--- Your objective ---
Please copy the lines below word for word and character for character, leaving out the pictures.

(Beginning of Exercise input)

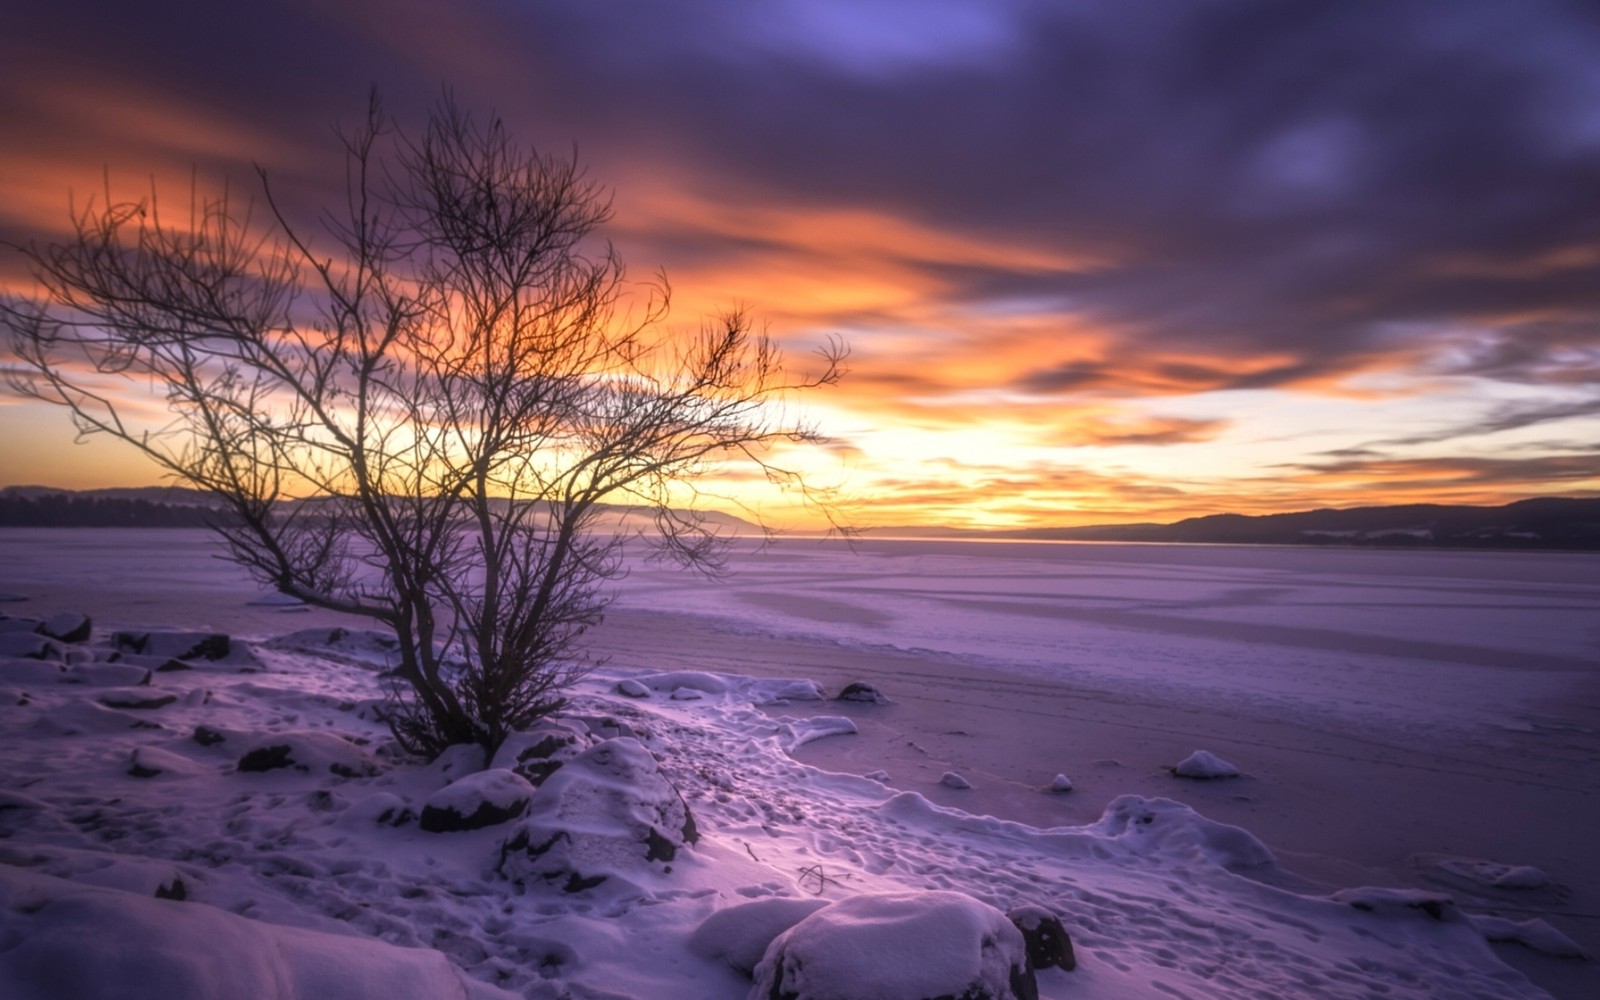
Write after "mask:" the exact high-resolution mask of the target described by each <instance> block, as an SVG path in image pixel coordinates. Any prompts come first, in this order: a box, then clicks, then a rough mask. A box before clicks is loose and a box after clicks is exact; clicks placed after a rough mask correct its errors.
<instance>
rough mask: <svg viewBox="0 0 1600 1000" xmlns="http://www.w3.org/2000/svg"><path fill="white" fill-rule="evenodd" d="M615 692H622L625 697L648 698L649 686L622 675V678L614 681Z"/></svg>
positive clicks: (634, 697) (629, 697) (649, 695)
mask: <svg viewBox="0 0 1600 1000" xmlns="http://www.w3.org/2000/svg"><path fill="white" fill-rule="evenodd" d="M616 693H618V694H624V696H627V698H650V688H646V686H645V685H642V683H638V682H637V680H634V678H632V677H624V678H622V680H619V682H616Z"/></svg>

(End of Exercise input)

--- Task answer ---
Write after "mask:" the exact high-resolution mask of the target described by each <instance> block, as an SVG path in image pixel coordinates. Any prompts come first, in this order: a box, then clicks, then a rough mask. A box before clicks is loose and a box after clicks is exact; clicks placed after a rough mask correct its errors.
<instance>
rough mask: <svg viewBox="0 0 1600 1000" xmlns="http://www.w3.org/2000/svg"><path fill="white" fill-rule="evenodd" d="M615 692H622L625 697L648 698L649 686L622 675V678L614 681Z"/></svg>
positive clicks: (634, 697) (629, 697) (649, 695)
mask: <svg viewBox="0 0 1600 1000" xmlns="http://www.w3.org/2000/svg"><path fill="white" fill-rule="evenodd" d="M616 693H618V694H624V696H627V698H650V688H646V686H645V685H642V683H638V682H637V680H634V678H632V677H624V678H622V680H619V682H616Z"/></svg>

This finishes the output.